**DO THIS**
Copy the article on alcohol, drugs and crashes from "A new study" up to and including "bicyclists, and pedestrians.", changing "National Highway Traffic Safety Administration" to "NHTSA" throughout.

NHTSA: Alcohol, Drugs ‘Pervasively’ Affect Crashes

A new study by the National Highway Traffic Safety Administration highlights the “pervasiveness” of alcohol and drug use in serious and fatal crashes involving drivers, bicyclists, and pedestrians.

[Above photo by NCDOT]

The study – which included participation from seven Level 1 trauma centers across the country – examined the prevalence of alcohol and legal, prescription and illegal drugs in the blood of a large sample of seriously or fatally injured drivers and other crash victims, including bicyclists and pedestrians.

The study found:

  • Some 56 percent of seriously or fatally injured road users tested positive for alcohol, or some type of drug known to have potentially impairing effects.
  • The presence of cannabinoids (25 percent) and alcohol (23 percent) were most prevalent, followed by stimulants (11 percent) and opioids (9 percent).
  • The study found two or more drugs present in 18 percent of cases with serious injuries and 32 percent of the fatalities.

[Region labeling records]
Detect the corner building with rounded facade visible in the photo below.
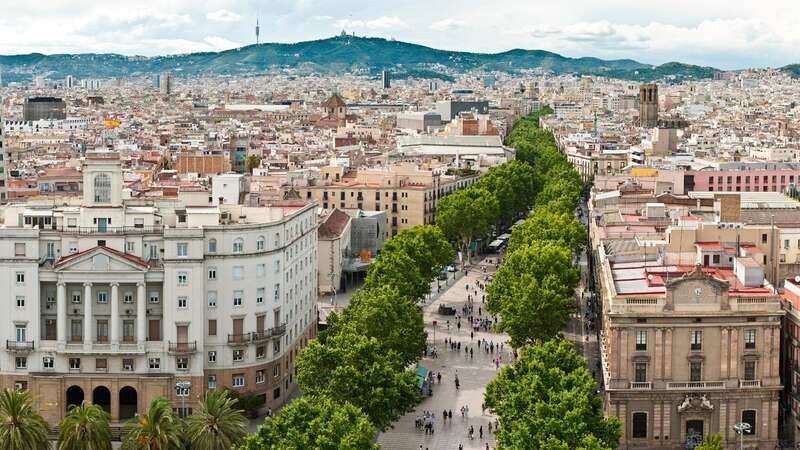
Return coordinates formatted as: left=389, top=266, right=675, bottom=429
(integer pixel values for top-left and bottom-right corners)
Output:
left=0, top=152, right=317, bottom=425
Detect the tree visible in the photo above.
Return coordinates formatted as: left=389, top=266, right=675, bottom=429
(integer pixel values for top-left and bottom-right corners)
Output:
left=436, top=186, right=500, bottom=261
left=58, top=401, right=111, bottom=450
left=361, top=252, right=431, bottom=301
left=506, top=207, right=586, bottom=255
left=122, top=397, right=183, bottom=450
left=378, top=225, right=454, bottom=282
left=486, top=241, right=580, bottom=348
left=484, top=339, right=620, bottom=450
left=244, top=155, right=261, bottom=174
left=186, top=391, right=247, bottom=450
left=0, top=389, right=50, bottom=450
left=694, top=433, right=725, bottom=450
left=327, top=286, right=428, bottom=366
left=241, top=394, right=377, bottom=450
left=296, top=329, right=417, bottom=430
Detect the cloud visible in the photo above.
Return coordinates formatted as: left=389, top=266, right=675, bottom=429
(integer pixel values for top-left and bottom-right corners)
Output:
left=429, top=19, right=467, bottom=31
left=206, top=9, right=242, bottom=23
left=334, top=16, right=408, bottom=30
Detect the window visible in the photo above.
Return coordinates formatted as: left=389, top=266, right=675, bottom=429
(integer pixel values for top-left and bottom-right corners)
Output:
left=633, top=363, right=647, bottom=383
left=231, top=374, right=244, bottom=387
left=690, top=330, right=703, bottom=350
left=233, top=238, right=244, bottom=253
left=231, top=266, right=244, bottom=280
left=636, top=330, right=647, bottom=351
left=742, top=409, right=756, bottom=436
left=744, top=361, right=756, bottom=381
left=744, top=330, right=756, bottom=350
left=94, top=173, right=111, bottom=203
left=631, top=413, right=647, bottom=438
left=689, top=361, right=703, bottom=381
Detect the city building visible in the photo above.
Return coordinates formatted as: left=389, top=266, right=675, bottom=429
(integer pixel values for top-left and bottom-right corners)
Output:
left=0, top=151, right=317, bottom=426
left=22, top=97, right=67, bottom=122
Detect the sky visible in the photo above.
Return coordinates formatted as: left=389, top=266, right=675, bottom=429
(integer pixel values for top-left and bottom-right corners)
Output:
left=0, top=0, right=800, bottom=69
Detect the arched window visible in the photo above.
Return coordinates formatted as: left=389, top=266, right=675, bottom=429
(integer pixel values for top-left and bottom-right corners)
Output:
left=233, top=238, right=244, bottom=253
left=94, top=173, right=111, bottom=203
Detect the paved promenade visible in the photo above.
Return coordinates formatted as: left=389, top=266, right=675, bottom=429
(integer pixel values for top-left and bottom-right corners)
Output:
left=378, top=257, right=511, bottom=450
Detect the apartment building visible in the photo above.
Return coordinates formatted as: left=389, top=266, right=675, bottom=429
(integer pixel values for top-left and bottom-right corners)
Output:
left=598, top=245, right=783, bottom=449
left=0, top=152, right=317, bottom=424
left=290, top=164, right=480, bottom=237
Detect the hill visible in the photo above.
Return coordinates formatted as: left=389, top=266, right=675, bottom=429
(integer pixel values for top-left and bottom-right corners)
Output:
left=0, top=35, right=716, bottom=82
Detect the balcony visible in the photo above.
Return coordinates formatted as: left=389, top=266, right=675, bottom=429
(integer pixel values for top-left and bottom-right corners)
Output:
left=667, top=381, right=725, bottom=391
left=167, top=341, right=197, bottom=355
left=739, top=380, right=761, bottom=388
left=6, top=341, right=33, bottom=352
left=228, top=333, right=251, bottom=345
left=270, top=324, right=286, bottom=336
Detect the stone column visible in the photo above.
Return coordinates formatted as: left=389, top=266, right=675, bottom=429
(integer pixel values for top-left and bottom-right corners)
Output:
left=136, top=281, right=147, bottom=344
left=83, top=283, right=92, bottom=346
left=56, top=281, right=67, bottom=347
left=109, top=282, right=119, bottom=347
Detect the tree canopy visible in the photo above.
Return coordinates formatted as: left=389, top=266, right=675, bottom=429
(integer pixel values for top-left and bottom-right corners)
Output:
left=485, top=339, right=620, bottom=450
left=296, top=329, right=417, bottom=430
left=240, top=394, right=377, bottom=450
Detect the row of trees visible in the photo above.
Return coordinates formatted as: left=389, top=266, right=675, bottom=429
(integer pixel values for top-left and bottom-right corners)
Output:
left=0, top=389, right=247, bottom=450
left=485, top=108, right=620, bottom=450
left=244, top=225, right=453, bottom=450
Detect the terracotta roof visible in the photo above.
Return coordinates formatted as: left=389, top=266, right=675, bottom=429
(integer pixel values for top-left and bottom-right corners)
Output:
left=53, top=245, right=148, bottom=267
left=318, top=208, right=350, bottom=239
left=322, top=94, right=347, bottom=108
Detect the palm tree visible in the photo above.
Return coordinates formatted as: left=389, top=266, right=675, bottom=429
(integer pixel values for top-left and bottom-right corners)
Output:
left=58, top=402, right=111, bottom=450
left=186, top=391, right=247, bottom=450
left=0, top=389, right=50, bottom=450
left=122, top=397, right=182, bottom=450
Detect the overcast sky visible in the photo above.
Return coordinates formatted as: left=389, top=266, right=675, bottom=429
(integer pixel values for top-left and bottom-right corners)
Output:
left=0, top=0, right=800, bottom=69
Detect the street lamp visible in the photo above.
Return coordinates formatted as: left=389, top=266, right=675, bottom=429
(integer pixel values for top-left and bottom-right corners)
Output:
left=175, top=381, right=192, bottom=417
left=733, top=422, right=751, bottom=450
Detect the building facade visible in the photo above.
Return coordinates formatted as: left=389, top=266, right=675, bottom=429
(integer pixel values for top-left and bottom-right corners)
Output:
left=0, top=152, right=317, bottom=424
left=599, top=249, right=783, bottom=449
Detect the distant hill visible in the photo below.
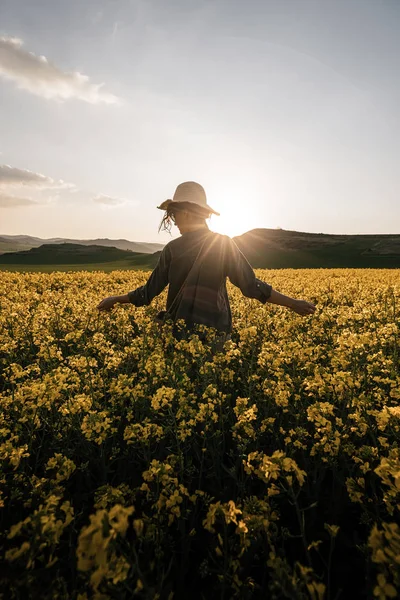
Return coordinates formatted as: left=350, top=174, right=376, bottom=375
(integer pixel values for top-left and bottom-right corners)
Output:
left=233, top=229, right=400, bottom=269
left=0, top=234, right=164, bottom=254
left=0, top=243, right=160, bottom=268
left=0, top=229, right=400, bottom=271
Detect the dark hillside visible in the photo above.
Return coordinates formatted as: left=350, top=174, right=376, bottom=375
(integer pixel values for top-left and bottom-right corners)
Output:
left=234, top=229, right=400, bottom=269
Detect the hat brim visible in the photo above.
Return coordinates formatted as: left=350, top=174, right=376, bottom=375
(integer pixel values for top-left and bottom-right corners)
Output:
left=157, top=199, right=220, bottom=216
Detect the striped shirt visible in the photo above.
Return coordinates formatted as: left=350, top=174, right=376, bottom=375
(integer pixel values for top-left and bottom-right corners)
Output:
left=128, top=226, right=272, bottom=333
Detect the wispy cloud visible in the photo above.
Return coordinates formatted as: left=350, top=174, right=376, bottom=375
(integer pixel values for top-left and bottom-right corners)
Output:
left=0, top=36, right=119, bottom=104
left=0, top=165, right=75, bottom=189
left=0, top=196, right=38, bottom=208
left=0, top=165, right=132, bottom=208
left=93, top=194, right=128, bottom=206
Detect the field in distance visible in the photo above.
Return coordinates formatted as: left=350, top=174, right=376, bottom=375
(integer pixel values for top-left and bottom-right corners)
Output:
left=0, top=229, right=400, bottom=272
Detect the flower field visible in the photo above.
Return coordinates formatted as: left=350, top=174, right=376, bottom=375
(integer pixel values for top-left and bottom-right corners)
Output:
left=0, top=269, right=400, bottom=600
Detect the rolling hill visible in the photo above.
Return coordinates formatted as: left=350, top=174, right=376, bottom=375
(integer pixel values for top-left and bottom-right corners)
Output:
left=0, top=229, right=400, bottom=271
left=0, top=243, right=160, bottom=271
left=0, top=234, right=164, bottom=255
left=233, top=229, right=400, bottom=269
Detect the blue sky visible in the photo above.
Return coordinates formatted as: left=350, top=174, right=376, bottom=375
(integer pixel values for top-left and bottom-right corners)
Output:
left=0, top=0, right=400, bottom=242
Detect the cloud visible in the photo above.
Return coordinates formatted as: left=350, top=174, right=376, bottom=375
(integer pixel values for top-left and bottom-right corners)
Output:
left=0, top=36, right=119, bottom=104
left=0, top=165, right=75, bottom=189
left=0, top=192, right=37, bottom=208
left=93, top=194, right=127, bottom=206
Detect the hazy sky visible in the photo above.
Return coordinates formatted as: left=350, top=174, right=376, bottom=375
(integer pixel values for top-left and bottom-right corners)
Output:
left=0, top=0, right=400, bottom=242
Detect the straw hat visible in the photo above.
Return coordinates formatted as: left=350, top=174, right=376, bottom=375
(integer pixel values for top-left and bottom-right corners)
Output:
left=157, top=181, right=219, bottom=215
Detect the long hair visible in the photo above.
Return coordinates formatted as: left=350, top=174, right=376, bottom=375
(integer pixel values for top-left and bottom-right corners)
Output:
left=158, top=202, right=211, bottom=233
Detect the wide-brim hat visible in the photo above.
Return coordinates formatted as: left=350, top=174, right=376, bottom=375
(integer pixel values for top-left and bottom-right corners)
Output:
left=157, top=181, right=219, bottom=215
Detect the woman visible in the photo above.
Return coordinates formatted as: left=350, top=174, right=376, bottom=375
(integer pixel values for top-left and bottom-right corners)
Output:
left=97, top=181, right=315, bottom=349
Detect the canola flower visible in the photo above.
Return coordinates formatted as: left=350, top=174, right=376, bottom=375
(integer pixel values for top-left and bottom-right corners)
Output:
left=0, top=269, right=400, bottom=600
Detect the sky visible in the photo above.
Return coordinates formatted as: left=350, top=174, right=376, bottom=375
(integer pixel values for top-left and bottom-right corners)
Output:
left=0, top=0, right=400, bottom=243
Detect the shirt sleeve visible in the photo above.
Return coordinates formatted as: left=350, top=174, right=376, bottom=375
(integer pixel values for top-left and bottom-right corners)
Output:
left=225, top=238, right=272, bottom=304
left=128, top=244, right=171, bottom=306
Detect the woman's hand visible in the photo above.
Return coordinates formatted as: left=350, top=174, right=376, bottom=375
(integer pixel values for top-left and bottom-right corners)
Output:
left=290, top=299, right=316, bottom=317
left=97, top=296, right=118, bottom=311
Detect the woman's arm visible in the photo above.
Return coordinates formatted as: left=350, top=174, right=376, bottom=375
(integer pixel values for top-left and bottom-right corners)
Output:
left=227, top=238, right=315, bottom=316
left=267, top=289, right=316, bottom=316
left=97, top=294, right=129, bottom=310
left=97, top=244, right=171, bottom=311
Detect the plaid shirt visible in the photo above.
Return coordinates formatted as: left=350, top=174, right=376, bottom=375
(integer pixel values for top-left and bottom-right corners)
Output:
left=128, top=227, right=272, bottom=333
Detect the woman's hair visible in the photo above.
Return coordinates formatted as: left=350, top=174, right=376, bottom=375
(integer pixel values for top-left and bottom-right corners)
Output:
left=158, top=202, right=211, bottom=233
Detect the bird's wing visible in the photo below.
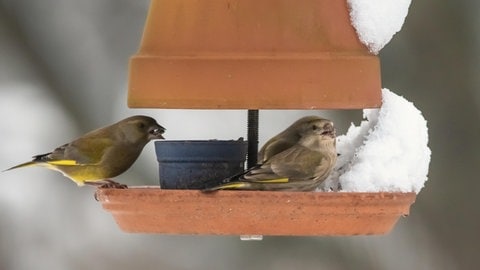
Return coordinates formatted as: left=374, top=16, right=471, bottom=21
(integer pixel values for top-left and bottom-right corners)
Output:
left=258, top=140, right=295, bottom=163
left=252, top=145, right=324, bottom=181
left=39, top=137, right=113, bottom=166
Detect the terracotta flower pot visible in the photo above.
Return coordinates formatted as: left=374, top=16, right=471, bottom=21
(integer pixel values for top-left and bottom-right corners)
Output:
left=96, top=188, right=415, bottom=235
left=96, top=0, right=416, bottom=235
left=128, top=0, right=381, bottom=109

**EXPECTED ANSWER**
A new study by the NHTSA highlights the “pervasiveness” of alcohol and drug use in serious and fatal crashes involving drivers, bicyclists, and pedestrians.